Material supplied Start Marker

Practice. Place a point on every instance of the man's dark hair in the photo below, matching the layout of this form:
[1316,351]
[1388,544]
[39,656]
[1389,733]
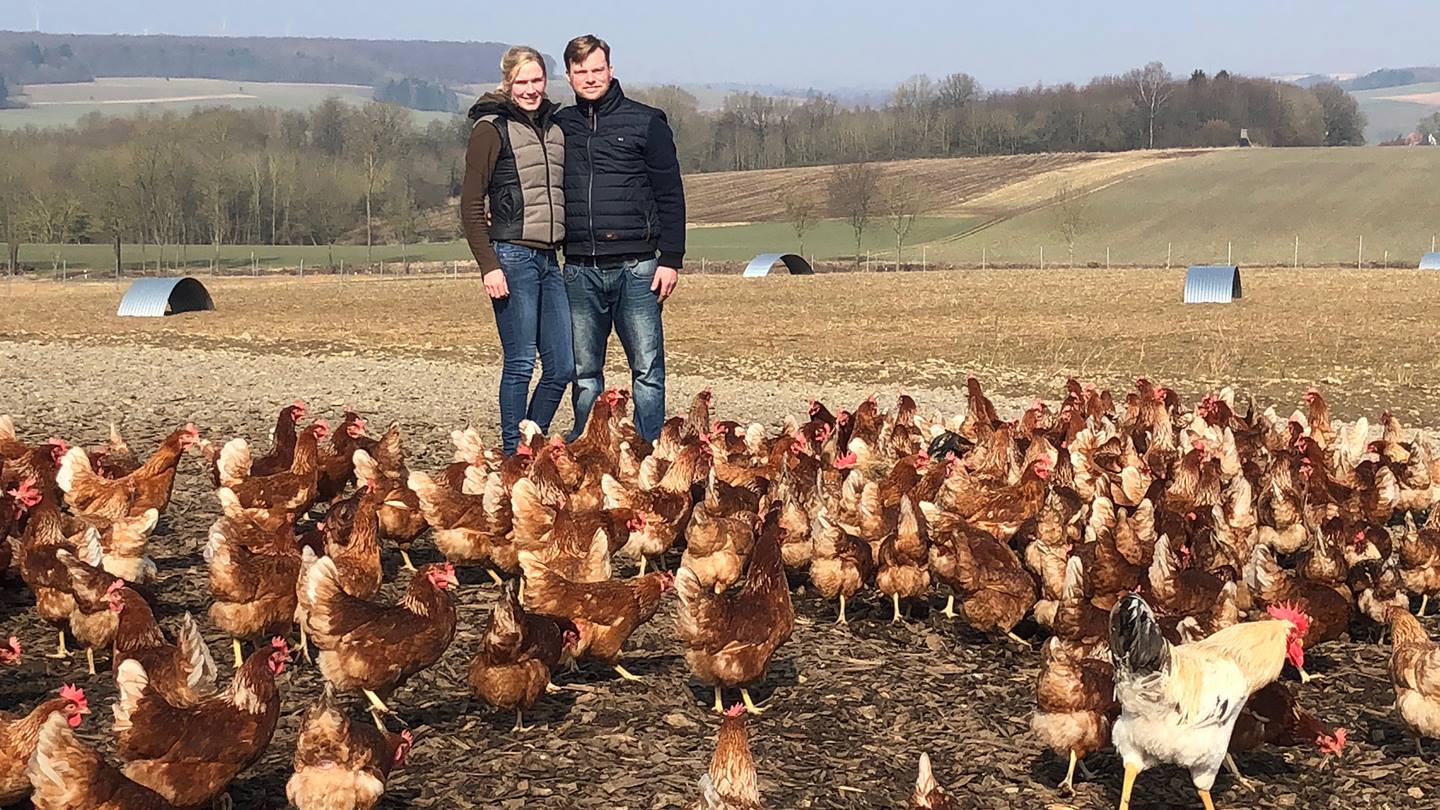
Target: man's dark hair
[581,48]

Material supplied End Marker

• What you should do: Each line above is to be duplicated exactly, and the pictures are to be omitted.

• Completed exercise:
Practice. Place a point on every instance of the man's dark hair in the photo below, matching the layout of this form:
[1316,351]
[1388,544]
[39,656]
[1389,733]
Target: man's dark hair
[581,48]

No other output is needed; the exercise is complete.